- _PROBLEM_: Write out the data exactly as given, dropping every picture.

[Free-text object descriptions]
== == ==

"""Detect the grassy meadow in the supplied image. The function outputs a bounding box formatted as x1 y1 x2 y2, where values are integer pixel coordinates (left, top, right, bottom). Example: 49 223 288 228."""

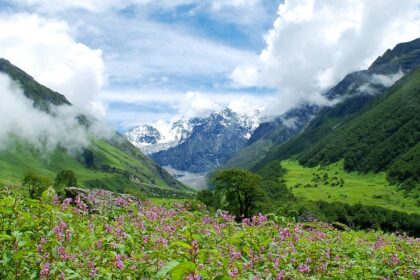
282 160 420 214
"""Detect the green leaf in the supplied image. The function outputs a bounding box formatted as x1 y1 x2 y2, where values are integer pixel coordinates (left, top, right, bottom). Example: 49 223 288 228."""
213 276 232 280
169 261 196 280
170 240 192 250
0 234 13 241
156 260 180 279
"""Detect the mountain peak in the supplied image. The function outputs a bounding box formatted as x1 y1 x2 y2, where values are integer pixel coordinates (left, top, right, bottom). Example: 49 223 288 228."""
0 58 71 112
368 37 420 73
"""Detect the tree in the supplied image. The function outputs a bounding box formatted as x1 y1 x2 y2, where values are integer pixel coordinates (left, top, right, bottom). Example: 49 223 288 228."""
212 169 264 219
54 170 77 197
196 189 222 209
22 172 50 199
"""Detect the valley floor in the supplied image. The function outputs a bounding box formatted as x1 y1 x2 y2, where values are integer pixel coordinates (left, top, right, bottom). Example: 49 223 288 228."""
283 160 420 214
0 191 418 279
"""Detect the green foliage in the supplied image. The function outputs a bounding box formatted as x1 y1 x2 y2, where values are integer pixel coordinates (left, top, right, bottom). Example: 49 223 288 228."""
298 69 420 188
0 59 191 197
0 138 193 197
22 172 50 199
0 58 70 112
196 189 222 210
255 68 420 189
54 170 77 197
211 169 264 218
282 160 420 214
0 191 418 279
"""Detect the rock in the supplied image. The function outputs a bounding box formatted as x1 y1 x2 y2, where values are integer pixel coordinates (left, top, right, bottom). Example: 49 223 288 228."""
64 187 141 213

== == ==

- _TASK RESPONSE_:
"""Detect the grassy meadow in the supplied image. The function outputs a bounding box formatted as x1 y1 x2 y2, where values are integer pixel coordinates (left, top, right, bottom). Example: 49 223 288 228."""

282 160 420 214
"""Detect the green leaf in the supplied image. The function outputs a bounding box formatted as x1 y1 x2 y2, where values are integer pixel coordinates (left, top, right, bottom). Example: 49 223 288 228."""
213 276 232 280
169 261 196 280
170 240 192 250
0 234 13 241
156 260 180 279
"""Detect the mountain peak in the supplied image. The function outputs a bounding box formatted as x1 y1 x2 y2, where values are integer pixel coordinates (left, top, right, bottom). Example: 49 223 288 228."""
0 58 71 112
368 37 420 73
"""Detect the tree in the supplied image. The function outputs a bounding box formatted as x1 y1 x2 y2, where values are integer pixel coordinates (left, top, right, bottom). Example: 49 223 288 228."""
212 169 264 219
54 170 77 197
196 189 222 209
22 172 50 199
"""Detect the valley floor in the supplied image. The function outputs a bounding box formatted as x1 y1 x2 y2, where values are integer pixel coordinates (left, top, right, bottom). Example: 49 223 288 228."""
283 160 420 214
0 191 418 279
"""Detect the green foliage in the supplied image. The function outputs a bounding box formatted as x1 y1 x2 y2, where values are integer pixel coordinates (left, top, right, bottom). Example: 49 223 288 228."""
298 69 420 188
0 59 191 197
0 138 193 197
22 172 50 199
0 58 70 112
196 189 222 210
255 68 420 189
54 170 77 197
211 169 264 218
282 160 420 214
0 191 418 279
"""Detect the rock in the supplied image. The function outputs a bounding box formatted as x1 y1 x2 y2, where values are integer pixel coordinates (left, top, right, bottom). Example: 49 223 288 228."""
64 187 141 213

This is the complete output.